Through layers of white voile draped over their faces, two members of Hexus Collective maintain the semi-autonomous nature of the performance art group even over Google Meet.
“I think by remaining anonymous, we actually draw attention to ourselves,” one figure says, their faces stacked one on top of the other in the chat window. “It’s a strategic tactic to emphasize the invisibility of disability in society.”
The Collective’s current exhibit, Zones of Invisibility (Holy Body Bag), now on display at east window in Boulder, expands on this tactic. In the 8-by-5 window chamber, the Collective presents a multi-layered piece that attempts to breakdown the physical, mental and spiritual experience of living with chronic illness: A transparent image pasted on the window creates a sort of spectral shadow for a hovering, white, papier-mâché sculpture that resembles a body bag, while mirrors behind the sculpture reflect the exhibit and the viewer’s own face. The body bag would float away, it seems, were it not tethered down, raising questions about what a disabled body could do were it not held down by society’s notions about its worth or capability. The mirrors create an alternate reality in which you can both see the body and your reaction to it, offering — for those willing to look — a moment of introspection about how we react to and interact with those around us who live with chronic illness.
Mental and physical disability is a uniting factor for members of Hexus Collective, which formed in 2018 while the two members speaking over Google Meet were completing graduate degrees in art history at the University of Denver.
“We were friends first before we started working together and just realized that even though some of us have mental illnesses and some of us have physical illnesses, it’s all invisible illness and we have shared experiences, like people asking questions like, ‘What’s wrong with you?’ or, ‘You don’t look sick,’ or just not believing that you’re experiencing sickness — even doctors saying that to us,” one of the figures says. “We came together on all of those shared experiences and just started channeling artworks.”
The name Hexus is both a nod to the collective’s pagan beliefs and an homage to the international, interdisciplinary Fluxus art community that arose during the 1960s and ’70s, counting Yoko Ono as one of its members.

———

- [Work request 1]
Answer these from the article on Hexus Collective:
(a) Where is Zones of Invisibility (Holy Body Bag) on display?
(b) In what year did Hexus Collective form?
(c) Which art community does the name Hexus pay homage to?
- [Work request 2] Write out the stretch of the Hexus Collective article from "The name Hexus" through "of its members.".
The lines that follow are separate material, unrelated to the article.

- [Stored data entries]

———

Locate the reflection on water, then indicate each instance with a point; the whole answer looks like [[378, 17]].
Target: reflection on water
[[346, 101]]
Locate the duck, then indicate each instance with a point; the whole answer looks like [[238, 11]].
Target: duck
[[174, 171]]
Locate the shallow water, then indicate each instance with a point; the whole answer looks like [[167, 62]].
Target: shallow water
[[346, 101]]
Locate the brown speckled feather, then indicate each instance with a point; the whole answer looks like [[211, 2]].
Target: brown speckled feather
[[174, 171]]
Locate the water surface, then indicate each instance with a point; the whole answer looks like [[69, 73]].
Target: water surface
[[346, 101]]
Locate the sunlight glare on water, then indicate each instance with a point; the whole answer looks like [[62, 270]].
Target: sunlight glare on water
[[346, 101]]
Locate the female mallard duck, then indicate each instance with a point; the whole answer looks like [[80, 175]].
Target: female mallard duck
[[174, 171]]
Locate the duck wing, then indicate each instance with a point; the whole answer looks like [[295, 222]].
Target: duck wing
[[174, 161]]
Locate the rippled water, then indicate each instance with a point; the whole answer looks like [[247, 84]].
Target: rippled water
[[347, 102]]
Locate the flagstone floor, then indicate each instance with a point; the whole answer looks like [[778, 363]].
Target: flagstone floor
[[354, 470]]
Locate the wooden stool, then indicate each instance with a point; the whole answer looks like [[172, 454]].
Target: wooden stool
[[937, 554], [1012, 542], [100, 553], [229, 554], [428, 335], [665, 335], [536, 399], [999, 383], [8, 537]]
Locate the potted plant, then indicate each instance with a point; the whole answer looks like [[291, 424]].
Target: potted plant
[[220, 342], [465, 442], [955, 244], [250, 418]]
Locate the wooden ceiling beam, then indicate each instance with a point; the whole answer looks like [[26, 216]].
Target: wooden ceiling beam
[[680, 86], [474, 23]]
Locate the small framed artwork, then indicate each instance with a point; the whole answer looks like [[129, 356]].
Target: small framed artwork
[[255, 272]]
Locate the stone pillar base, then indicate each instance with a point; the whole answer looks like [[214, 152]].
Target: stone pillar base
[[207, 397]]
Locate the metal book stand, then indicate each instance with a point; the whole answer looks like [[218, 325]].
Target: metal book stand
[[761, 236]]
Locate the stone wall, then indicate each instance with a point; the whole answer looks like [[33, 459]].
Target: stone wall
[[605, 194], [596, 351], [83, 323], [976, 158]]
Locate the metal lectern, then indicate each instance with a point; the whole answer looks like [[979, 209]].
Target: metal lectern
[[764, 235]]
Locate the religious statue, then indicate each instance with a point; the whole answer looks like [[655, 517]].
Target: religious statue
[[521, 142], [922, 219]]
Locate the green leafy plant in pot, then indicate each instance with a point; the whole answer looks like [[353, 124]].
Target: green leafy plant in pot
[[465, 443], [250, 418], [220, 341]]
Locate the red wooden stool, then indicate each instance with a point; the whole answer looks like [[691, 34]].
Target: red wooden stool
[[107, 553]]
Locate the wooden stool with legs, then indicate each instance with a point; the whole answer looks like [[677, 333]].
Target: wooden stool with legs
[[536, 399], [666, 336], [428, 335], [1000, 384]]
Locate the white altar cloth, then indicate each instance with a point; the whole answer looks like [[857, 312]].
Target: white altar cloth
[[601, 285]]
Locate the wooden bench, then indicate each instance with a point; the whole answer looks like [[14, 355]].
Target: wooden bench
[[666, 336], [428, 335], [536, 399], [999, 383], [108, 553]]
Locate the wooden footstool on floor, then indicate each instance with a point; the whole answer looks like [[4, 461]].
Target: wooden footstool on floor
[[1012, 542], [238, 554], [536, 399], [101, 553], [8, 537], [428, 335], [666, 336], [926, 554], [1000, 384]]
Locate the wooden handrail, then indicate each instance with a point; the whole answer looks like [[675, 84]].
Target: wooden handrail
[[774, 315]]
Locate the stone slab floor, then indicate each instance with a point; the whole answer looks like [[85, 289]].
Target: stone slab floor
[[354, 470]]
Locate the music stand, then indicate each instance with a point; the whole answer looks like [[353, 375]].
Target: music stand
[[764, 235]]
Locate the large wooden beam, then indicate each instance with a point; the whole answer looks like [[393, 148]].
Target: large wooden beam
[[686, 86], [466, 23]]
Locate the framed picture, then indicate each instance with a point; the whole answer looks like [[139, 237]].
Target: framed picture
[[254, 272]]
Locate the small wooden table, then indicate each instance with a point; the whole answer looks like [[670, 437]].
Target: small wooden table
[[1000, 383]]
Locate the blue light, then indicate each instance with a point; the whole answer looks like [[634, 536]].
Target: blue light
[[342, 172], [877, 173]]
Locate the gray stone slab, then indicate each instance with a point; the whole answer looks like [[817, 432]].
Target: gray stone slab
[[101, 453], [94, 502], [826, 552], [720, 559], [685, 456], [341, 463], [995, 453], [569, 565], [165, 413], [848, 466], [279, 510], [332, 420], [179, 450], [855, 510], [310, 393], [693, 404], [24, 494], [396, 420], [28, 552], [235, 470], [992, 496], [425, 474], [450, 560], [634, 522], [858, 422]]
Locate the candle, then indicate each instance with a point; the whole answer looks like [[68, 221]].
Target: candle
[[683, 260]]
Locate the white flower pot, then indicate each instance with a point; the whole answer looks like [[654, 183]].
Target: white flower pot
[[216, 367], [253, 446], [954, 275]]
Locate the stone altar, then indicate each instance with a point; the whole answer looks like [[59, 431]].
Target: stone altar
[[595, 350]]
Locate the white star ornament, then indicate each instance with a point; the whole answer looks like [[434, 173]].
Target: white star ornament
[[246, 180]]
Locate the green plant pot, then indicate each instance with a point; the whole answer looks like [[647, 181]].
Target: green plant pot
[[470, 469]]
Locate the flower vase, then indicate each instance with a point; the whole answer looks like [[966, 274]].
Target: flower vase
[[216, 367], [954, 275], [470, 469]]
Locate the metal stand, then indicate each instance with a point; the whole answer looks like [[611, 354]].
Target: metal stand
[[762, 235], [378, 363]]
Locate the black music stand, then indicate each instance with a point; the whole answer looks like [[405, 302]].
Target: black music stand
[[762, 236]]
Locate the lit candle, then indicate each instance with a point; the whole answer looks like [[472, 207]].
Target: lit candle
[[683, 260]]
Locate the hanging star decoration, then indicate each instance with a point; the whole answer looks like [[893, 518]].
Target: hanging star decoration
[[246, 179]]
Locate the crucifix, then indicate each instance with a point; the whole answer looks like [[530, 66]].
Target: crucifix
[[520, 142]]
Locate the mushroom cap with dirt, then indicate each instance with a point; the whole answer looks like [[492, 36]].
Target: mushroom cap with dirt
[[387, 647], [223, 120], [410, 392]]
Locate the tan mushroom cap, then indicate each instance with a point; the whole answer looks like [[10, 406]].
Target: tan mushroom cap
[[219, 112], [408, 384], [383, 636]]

———

- [Answer box 1]
(a) At east window in Boulder
(b) 2018
(c) Fluxus

- [Answer box 2]
The name Hexus is both a nod to the collective’s pagan beliefs and an homage to the international, interdisciplinary Fluxus art community that arose during the 1960s and ’70s, counting Yoko Ono as one of its members.